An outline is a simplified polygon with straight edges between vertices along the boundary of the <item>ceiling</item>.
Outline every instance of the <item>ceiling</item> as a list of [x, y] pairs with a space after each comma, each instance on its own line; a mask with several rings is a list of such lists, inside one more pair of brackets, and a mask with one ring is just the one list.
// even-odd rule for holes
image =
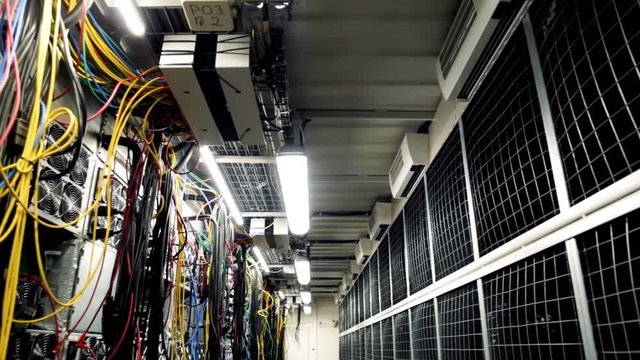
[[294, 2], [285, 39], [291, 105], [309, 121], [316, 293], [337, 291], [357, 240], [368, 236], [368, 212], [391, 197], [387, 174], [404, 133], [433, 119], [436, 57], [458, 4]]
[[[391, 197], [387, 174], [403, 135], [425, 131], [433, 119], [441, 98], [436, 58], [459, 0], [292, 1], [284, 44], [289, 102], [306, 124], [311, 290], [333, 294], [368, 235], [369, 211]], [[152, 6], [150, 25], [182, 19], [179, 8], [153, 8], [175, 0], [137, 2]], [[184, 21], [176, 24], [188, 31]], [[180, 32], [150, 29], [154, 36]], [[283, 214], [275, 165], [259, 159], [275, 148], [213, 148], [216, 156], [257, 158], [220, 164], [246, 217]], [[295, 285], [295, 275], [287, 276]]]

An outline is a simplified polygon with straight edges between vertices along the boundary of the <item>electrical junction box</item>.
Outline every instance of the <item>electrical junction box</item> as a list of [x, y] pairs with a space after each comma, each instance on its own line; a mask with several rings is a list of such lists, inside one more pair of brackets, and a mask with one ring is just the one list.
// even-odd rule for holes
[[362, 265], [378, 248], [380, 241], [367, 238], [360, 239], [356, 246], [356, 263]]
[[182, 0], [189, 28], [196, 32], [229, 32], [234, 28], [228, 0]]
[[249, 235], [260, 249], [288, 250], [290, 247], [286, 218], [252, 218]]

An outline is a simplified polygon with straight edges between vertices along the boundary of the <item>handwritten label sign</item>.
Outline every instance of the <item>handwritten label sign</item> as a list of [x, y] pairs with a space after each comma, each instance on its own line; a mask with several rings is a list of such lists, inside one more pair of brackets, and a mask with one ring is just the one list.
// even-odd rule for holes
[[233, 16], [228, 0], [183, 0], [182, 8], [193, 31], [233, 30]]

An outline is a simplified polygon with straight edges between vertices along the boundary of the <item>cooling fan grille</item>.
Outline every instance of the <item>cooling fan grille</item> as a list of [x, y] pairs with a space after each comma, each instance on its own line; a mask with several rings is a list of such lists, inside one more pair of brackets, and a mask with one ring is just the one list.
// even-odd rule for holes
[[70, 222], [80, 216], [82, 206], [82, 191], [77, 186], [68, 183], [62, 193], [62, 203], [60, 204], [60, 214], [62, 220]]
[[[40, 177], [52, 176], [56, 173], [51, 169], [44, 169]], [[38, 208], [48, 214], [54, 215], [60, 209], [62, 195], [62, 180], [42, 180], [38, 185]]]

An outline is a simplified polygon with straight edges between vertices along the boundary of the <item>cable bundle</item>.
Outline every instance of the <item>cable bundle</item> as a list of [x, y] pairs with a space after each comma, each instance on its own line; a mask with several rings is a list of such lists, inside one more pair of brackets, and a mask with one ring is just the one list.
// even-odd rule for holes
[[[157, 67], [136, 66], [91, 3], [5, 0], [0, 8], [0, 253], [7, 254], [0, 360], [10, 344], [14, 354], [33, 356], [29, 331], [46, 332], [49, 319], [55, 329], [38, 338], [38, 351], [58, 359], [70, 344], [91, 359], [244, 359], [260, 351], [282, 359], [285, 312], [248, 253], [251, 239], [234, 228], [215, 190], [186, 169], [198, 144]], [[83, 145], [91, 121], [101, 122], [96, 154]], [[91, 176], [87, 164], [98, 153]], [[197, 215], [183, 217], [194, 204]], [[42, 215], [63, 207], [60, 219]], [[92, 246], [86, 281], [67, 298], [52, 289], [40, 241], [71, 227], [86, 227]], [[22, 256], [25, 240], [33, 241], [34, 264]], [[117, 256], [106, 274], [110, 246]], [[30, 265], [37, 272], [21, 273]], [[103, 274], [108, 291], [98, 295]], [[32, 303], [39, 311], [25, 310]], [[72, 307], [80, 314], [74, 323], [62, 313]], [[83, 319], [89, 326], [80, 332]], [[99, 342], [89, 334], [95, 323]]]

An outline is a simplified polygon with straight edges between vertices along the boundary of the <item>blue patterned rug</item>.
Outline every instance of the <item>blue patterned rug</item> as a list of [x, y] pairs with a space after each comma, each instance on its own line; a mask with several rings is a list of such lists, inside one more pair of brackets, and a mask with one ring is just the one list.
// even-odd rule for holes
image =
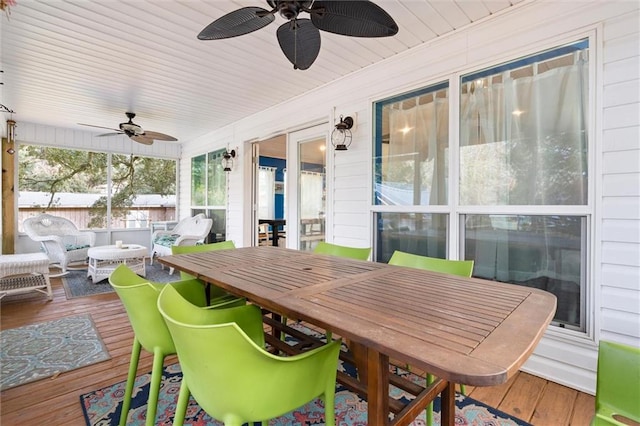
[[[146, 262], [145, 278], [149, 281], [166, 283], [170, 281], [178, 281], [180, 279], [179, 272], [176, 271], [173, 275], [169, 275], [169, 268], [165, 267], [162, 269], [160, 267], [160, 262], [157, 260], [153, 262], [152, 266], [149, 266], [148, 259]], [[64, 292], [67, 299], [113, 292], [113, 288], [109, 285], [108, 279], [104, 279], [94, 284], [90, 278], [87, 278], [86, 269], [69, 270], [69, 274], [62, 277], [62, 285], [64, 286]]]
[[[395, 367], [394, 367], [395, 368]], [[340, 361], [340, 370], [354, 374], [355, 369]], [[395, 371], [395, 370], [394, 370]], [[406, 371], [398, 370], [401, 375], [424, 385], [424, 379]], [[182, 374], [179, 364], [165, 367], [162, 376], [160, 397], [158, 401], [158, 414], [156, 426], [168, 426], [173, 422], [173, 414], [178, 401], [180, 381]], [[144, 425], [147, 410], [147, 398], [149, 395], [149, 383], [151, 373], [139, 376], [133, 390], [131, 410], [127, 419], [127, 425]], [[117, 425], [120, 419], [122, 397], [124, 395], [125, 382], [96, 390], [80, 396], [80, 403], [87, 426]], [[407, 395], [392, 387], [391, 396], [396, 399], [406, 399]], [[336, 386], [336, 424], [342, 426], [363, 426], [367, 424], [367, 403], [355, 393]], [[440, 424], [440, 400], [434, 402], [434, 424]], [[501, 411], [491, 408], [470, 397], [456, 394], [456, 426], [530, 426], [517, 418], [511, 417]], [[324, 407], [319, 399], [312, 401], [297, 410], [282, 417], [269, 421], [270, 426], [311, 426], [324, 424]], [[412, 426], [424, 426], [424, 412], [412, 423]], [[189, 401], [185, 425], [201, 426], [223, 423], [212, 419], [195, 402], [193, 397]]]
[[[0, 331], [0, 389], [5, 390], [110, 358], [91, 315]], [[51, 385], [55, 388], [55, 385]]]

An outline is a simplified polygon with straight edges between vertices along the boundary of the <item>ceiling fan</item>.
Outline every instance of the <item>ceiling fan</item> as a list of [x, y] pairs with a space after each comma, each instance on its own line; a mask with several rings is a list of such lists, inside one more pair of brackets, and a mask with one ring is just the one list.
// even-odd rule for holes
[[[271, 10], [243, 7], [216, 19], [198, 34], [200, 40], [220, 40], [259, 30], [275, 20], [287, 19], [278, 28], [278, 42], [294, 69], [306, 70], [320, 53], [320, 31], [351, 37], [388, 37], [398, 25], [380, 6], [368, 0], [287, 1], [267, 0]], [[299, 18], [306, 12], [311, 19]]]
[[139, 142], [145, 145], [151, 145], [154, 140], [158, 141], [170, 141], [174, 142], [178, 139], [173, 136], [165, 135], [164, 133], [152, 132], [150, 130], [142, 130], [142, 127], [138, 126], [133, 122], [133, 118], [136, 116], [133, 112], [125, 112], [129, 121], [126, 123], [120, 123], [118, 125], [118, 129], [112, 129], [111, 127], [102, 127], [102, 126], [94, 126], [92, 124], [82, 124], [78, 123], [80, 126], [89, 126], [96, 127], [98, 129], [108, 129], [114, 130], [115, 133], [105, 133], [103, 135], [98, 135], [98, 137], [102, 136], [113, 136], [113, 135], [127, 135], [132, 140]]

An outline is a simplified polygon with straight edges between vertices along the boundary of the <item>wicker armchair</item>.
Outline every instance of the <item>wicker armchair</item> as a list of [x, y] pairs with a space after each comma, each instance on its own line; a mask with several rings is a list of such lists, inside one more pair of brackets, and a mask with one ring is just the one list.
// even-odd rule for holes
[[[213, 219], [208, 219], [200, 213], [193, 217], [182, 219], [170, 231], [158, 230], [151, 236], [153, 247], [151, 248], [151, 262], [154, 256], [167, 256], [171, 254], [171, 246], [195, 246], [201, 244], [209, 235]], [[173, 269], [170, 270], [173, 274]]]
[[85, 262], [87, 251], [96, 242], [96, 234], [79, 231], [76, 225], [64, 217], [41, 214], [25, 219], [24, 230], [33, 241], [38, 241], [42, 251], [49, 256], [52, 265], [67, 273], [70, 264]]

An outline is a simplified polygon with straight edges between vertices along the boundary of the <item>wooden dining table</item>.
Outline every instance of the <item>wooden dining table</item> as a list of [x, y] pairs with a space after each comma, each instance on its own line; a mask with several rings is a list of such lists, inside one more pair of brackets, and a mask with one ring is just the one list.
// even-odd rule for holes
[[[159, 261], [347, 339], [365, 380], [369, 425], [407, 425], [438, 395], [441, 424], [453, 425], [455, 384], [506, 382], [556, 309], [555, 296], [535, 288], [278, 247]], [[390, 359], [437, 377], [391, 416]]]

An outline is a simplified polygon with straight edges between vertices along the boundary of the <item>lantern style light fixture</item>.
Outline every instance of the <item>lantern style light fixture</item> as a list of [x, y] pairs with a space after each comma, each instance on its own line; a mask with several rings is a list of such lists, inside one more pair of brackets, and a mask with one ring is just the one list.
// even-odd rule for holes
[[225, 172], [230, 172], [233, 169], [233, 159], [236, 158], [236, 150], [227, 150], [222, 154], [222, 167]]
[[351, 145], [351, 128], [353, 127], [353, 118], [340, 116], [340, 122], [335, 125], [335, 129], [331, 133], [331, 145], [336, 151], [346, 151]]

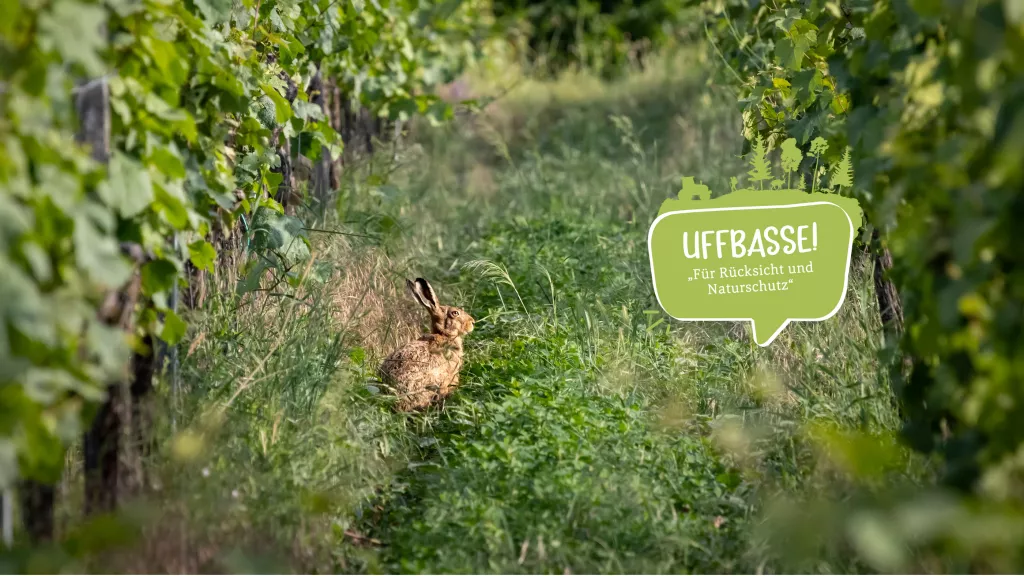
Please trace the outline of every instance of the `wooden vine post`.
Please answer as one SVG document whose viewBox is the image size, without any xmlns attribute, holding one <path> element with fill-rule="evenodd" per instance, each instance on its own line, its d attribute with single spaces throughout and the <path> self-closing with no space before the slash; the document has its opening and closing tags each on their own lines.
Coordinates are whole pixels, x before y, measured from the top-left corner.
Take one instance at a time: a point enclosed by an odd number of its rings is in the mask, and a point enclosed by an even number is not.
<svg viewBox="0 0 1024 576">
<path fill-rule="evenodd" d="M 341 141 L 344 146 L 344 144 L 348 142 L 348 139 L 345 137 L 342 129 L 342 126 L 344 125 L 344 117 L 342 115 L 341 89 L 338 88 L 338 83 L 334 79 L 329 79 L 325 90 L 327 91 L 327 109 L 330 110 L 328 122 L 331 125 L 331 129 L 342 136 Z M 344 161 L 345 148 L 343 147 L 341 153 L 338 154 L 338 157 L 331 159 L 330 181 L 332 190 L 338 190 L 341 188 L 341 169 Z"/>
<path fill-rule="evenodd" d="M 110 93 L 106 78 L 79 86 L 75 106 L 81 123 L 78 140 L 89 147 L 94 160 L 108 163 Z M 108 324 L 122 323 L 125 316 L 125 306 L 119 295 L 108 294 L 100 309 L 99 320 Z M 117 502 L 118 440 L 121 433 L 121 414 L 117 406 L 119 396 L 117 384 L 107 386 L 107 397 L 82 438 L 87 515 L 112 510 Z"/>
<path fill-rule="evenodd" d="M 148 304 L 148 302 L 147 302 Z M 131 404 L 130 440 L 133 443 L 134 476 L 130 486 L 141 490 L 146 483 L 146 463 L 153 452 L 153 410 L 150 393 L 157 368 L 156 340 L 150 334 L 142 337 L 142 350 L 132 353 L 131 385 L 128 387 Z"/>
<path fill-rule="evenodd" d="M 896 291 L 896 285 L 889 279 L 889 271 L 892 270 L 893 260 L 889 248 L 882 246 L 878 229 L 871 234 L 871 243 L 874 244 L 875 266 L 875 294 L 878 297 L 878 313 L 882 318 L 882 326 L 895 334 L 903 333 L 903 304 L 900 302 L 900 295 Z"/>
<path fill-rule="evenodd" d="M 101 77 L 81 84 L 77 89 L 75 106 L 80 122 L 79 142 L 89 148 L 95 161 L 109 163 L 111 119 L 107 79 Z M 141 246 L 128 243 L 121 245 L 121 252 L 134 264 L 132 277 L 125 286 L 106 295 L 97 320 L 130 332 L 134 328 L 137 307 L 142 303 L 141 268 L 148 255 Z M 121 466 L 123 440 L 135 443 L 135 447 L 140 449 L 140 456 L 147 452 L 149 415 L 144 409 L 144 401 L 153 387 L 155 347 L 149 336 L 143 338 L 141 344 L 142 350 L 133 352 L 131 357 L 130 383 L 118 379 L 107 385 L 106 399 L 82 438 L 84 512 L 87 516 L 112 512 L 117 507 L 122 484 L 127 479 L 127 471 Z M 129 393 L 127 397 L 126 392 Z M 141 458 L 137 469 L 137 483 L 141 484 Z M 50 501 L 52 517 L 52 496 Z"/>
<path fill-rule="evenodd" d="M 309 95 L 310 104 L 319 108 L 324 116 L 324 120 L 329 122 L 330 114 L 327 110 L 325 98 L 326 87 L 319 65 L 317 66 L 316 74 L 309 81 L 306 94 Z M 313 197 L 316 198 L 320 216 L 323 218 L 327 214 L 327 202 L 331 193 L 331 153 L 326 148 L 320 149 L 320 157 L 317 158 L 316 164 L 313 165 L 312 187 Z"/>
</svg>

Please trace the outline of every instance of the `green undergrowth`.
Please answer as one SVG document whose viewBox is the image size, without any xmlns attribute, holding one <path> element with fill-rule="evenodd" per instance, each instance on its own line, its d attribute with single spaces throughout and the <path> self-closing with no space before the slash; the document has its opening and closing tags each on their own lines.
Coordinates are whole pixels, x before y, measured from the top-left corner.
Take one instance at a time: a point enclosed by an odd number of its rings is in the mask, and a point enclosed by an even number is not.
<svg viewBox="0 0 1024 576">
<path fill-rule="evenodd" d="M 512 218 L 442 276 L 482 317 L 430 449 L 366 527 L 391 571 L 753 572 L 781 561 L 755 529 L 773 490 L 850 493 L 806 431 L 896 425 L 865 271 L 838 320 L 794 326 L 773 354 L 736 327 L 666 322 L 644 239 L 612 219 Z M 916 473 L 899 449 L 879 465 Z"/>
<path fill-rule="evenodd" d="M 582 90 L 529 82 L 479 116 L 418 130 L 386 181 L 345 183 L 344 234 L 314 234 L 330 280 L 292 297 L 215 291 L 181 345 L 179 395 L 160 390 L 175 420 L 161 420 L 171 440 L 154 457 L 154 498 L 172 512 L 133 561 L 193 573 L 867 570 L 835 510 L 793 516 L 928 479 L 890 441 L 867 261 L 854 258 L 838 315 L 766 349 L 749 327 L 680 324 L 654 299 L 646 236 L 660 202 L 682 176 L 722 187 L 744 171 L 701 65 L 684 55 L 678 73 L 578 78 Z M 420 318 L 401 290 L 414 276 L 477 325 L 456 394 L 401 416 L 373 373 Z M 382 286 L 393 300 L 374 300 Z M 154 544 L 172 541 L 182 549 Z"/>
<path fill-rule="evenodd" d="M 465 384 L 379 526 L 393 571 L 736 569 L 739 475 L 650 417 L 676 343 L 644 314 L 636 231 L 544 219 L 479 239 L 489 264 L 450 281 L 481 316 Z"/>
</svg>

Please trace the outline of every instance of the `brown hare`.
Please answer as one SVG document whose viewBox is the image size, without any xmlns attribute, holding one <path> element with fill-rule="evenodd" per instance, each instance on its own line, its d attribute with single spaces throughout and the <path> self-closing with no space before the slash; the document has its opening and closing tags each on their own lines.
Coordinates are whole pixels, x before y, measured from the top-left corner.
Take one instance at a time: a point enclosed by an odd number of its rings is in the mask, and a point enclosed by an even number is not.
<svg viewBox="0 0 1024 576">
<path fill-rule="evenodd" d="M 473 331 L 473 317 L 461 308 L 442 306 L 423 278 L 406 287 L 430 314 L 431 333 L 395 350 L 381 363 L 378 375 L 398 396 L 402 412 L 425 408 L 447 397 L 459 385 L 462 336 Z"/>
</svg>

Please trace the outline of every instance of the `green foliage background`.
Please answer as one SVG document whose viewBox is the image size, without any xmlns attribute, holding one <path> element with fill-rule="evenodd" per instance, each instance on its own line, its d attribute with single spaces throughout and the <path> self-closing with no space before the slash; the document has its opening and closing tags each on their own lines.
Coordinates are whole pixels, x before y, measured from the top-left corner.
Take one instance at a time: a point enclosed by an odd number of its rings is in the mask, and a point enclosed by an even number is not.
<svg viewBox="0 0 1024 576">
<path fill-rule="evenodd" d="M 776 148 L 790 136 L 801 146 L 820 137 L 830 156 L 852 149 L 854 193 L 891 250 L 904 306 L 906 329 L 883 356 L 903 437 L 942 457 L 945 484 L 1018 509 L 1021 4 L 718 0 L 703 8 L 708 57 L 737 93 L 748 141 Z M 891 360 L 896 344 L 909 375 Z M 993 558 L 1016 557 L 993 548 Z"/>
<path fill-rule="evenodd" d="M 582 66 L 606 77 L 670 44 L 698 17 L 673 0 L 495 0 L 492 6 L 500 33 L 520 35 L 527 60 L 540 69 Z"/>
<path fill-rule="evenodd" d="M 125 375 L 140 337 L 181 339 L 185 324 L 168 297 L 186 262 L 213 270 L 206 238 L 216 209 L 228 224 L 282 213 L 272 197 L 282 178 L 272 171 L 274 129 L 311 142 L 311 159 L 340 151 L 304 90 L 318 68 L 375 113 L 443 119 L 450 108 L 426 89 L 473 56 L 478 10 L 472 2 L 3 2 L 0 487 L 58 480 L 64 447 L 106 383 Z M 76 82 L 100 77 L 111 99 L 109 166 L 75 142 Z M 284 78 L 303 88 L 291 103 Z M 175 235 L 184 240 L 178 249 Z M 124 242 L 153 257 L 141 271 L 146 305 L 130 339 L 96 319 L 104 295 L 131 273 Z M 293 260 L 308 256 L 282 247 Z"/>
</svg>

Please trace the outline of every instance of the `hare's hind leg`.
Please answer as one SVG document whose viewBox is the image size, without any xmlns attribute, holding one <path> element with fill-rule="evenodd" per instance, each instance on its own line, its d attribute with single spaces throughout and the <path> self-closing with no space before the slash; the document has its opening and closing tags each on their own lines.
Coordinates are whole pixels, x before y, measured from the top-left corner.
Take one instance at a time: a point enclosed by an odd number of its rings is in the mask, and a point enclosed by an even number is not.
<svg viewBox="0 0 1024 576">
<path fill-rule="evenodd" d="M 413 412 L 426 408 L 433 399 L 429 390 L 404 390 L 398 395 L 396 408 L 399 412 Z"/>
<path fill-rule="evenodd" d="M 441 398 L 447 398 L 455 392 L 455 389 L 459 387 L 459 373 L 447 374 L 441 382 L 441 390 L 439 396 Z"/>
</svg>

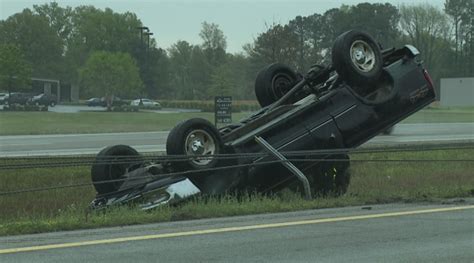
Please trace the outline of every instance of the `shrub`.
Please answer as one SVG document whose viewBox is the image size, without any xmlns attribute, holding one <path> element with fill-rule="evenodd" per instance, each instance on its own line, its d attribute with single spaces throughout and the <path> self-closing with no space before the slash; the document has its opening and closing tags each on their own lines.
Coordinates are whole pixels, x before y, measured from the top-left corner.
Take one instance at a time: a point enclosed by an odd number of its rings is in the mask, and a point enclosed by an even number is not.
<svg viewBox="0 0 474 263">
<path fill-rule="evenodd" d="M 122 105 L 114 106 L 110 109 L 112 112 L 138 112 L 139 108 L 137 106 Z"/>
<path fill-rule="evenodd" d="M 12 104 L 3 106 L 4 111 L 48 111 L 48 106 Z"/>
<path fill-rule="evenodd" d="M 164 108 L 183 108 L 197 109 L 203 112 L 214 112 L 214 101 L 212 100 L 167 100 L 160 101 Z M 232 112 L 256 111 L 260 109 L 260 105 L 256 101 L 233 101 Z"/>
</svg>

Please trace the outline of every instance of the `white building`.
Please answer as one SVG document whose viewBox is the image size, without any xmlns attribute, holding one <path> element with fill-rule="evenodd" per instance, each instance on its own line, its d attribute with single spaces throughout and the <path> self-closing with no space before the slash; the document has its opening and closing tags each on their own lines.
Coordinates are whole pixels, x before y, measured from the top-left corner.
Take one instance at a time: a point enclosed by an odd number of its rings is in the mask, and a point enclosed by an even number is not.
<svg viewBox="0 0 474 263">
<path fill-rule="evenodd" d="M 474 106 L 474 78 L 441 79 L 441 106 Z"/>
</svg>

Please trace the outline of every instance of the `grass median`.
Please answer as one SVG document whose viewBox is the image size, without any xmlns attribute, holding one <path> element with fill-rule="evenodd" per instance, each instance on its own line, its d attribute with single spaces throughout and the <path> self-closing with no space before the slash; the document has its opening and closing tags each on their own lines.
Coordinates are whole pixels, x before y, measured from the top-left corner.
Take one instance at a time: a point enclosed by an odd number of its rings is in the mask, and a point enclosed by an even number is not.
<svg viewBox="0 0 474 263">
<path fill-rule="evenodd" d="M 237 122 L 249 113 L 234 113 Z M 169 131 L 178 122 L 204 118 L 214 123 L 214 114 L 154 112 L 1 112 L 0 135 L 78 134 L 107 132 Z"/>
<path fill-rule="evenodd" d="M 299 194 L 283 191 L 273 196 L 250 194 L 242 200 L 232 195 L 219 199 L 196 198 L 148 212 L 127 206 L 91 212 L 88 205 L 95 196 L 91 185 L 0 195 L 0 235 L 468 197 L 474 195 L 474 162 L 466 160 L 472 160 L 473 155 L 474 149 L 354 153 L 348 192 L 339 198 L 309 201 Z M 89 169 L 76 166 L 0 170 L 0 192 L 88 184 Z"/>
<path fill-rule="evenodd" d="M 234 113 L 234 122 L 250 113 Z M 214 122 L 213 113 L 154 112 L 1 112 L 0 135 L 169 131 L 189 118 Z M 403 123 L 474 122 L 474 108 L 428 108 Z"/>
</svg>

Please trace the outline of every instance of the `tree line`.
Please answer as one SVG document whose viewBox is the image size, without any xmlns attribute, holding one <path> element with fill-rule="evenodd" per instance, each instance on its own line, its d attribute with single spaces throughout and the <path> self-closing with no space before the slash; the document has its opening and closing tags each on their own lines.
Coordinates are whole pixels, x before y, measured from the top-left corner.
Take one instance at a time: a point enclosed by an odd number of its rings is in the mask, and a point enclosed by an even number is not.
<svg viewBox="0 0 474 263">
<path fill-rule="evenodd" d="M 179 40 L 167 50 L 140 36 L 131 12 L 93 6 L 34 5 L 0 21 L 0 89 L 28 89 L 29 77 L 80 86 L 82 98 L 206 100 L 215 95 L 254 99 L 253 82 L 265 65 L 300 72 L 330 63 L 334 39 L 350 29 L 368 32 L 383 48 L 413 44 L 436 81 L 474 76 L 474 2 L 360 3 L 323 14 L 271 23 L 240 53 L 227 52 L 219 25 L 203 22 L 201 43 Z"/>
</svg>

───

## Exercise details
Write down only how many lines in the listing contain the word "handwritten".

## Answer box
2